# Schriftliche Aufgabe
Schreib aus dem Auszug zum Lesen die Stelle von „25 Jahre steckt“ bis einschließlich „oder gefälschten Pässen.“ Wort für Wort ab.

=== Auszug zum Lesen ===

25 Jahre steckt er schon als Single in diesem monotonen Leben und es könnte immer so weitergehen, wären nicht eines Tages drei Russen mit dem Kampfhund Roxy in seinen Wagen gestiegen, der schon 14 andere Hunde zu Tode gebissen hat. Sie überschütten Brenner für den kleinsten Gefallen mit Geld, fordern aber auch Extrawünsche ein, etwa das Besorgen von familientauglichem Wohnraum oder gefälschten Pässen.
Mann ohne Eigenschaften
Devid Striesow gibt sich wie gewohnt brillant Mühe, seiner Figur ohne Eigenschaften den Anschein eines unbedarften Tölpels zu geben. Jedes Zucken im Gesicht ist als eine von vielen Facetten des Charakters zu lesen, jede mit Angst gefüllte Grimasse führt in die Irre. Denn wenn er mit einem seltsam unterkühlten Sarkasmus von den opportunistischen „Karrieren“ in seiner Familie erzählt, ahnt man, dass in ihm mehr schlummert als nur der Unwille, aus der Masse herauszustechen. Als Roxy grundlos eine Passantin anfällt, greift Thomas nicht ein. Er überbringt lediglich das Schmerzensgeld der Russen und lächelt süffisant, als die zuerst empörte Frau die mehreren Tausend Euro letztendlich blitzschnell einsteckt.

=== Vorliegende Angaben ===

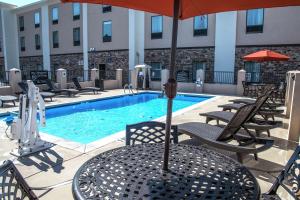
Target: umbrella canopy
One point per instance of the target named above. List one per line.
(182, 9)
(266, 55)
(143, 66)
(191, 8)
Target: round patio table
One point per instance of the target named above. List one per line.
(134, 172)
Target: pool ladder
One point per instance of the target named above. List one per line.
(129, 88)
(162, 94)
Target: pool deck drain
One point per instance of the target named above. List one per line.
(59, 163)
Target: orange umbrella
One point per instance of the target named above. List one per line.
(182, 9)
(266, 55)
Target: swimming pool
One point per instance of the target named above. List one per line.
(93, 120)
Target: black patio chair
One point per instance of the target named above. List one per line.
(288, 179)
(85, 89)
(13, 186)
(149, 132)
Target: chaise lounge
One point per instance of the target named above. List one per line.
(252, 122)
(220, 137)
(86, 89)
(53, 89)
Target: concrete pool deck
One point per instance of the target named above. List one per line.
(59, 164)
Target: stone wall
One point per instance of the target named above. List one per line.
(267, 68)
(184, 57)
(30, 63)
(115, 59)
(73, 63)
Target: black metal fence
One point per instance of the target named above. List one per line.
(220, 77)
(38, 76)
(266, 77)
(4, 78)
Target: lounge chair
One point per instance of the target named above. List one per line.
(252, 123)
(260, 101)
(149, 132)
(288, 179)
(7, 99)
(13, 184)
(86, 89)
(220, 137)
(269, 104)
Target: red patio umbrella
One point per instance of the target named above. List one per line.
(266, 55)
(182, 9)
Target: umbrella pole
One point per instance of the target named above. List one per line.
(171, 85)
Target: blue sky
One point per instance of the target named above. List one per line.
(19, 2)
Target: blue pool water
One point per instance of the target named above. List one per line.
(90, 121)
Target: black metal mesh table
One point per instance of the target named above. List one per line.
(134, 172)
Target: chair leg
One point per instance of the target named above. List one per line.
(269, 134)
(255, 156)
(239, 157)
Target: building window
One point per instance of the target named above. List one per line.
(76, 36)
(156, 68)
(196, 66)
(106, 8)
(156, 27)
(252, 72)
(76, 11)
(55, 15)
(200, 25)
(22, 43)
(255, 20)
(37, 39)
(107, 31)
(21, 23)
(55, 39)
(37, 20)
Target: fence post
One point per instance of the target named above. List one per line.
(61, 78)
(119, 77)
(133, 78)
(94, 74)
(14, 78)
(289, 91)
(239, 87)
(164, 78)
(294, 125)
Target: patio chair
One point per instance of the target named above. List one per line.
(270, 104)
(13, 185)
(219, 137)
(149, 132)
(86, 89)
(53, 89)
(264, 112)
(288, 179)
(251, 123)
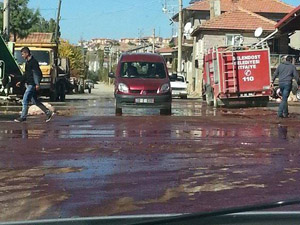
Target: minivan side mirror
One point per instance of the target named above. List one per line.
(111, 75)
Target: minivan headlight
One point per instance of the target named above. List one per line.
(123, 88)
(164, 88)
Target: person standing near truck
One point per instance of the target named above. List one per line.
(286, 72)
(32, 78)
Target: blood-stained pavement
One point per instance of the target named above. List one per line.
(88, 162)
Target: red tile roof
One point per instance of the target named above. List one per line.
(36, 38)
(165, 50)
(257, 6)
(290, 22)
(237, 19)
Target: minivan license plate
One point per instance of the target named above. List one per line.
(144, 100)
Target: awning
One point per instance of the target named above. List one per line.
(290, 22)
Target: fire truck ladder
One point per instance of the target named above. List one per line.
(229, 70)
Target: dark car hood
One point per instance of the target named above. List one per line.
(143, 84)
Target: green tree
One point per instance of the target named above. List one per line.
(44, 25)
(22, 19)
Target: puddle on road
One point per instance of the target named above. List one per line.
(25, 194)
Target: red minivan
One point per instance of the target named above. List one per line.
(142, 81)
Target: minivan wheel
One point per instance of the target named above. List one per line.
(165, 111)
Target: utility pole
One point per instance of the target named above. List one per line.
(179, 69)
(6, 13)
(153, 42)
(57, 21)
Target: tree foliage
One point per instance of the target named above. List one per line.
(22, 19)
(44, 25)
(75, 55)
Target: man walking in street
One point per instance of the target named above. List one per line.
(32, 78)
(286, 72)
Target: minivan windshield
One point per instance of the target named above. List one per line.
(143, 70)
(41, 56)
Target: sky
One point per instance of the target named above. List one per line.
(87, 19)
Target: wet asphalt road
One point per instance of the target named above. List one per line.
(88, 162)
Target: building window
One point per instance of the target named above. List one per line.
(232, 39)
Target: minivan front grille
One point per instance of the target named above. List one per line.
(143, 92)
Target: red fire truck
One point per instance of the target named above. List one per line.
(237, 75)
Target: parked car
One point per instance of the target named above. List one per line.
(89, 83)
(142, 81)
(179, 86)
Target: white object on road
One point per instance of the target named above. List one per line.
(34, 110)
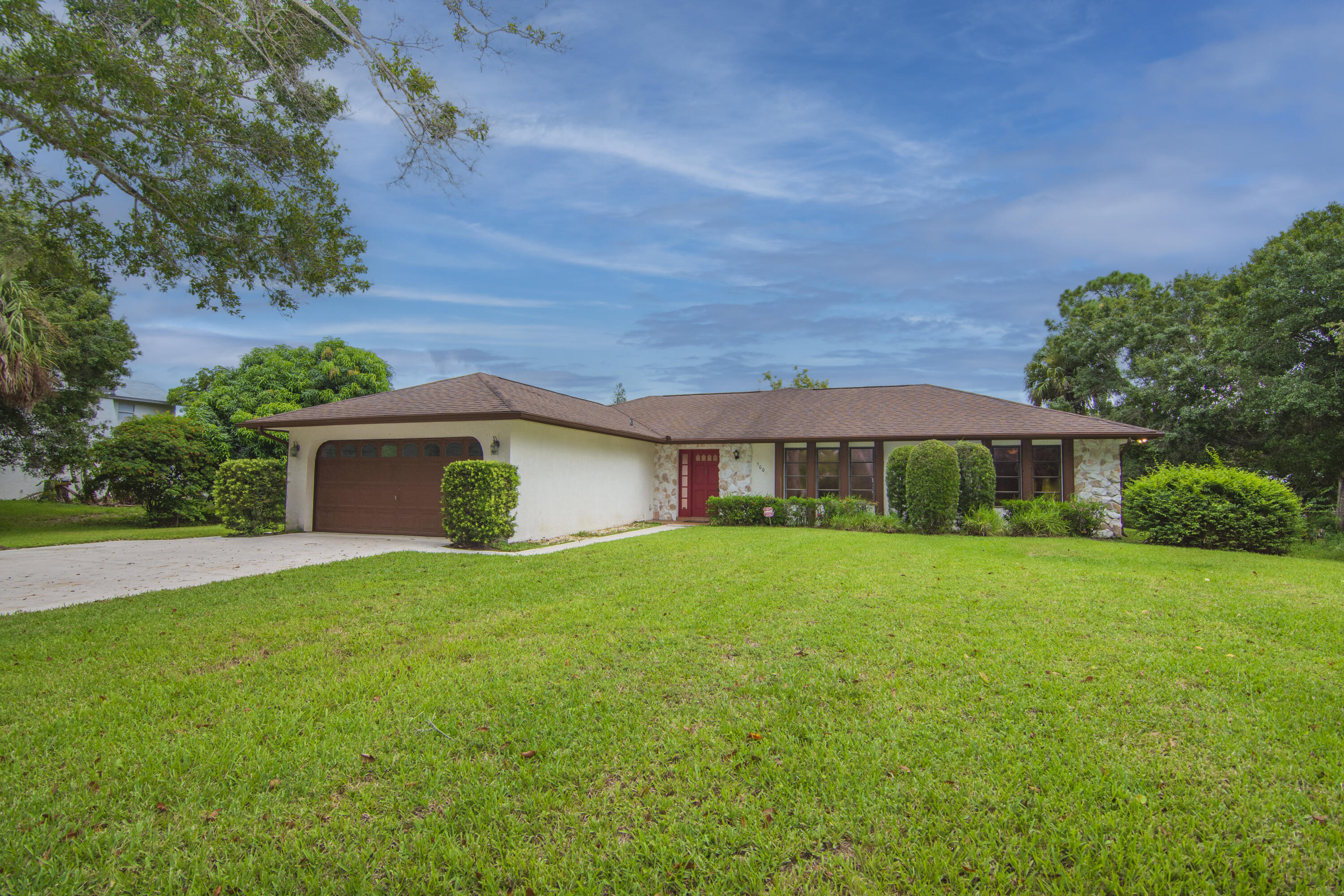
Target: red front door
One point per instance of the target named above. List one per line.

===

# Antwort zur Aufgabe
25 Jahre steckt er schon als Single in diesem monotonen Leben und es könnte immer so weitergehen, wären nicht eines Tages drei Russen mit dem Kampfhund Roxy in seinen Wagen gestiegen, der schon 14 andere Hunde zu Tode gebissen hat. Sie überschütten Brenner für den kleinsten Gefallen mit Geld, fordern aber auch Extrawünsche ein, etwa das Besorgen von familientauglichem Wohnraum oder gefälschten Pässen.